-- Work task --
Within the lines below, find those that hold the string "extinguisher" and copy each one.

┌──

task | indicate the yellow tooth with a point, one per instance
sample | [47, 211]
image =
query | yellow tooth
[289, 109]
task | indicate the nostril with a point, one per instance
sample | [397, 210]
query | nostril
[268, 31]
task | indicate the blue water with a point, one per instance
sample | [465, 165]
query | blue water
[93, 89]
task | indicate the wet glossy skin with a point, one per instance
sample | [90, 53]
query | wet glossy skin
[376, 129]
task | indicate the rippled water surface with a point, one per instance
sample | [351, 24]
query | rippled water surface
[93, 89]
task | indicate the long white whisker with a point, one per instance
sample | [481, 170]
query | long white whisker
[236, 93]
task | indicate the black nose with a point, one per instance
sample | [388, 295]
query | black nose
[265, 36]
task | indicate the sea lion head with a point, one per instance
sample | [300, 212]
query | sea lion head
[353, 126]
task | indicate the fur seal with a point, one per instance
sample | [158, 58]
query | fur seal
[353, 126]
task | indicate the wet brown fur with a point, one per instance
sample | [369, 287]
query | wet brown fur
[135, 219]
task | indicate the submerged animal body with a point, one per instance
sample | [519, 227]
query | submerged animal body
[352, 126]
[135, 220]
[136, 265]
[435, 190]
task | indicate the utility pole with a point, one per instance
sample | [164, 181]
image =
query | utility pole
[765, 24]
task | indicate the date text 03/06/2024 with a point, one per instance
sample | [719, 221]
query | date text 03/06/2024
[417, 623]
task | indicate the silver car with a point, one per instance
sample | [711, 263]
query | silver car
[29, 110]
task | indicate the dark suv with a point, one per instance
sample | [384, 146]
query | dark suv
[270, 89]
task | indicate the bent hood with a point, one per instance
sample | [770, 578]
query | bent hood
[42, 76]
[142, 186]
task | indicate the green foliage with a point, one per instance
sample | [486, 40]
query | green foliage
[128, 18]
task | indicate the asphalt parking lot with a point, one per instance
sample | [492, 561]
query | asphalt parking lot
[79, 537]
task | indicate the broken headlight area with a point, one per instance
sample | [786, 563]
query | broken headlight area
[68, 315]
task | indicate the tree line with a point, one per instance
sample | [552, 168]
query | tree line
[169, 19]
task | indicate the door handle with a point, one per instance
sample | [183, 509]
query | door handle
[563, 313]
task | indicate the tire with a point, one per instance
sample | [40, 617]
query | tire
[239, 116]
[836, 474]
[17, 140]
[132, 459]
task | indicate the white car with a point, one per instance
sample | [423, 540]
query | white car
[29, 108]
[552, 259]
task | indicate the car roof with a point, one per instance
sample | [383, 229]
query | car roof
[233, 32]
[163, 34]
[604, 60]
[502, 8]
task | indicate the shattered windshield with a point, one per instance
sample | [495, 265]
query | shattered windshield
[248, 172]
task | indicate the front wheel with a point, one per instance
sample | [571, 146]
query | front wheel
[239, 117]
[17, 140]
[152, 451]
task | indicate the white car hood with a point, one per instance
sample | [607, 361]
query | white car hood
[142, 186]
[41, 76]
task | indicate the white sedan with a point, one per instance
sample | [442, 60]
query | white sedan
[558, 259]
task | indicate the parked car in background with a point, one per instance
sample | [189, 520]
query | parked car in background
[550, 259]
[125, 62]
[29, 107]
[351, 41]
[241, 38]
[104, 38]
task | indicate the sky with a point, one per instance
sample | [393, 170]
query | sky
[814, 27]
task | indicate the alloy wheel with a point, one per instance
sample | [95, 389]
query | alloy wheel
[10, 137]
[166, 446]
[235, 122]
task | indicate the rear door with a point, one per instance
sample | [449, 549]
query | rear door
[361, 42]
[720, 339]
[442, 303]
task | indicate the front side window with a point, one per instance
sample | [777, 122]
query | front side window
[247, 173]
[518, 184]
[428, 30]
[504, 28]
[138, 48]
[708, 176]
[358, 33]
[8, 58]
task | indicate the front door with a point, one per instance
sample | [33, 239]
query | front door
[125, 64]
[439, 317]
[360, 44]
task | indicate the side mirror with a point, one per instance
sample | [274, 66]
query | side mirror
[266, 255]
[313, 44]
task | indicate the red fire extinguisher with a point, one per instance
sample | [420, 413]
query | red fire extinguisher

└──

-- Output --
task | indicate the red fire extinguisher with a point, one per instance
query | red fire extinguisher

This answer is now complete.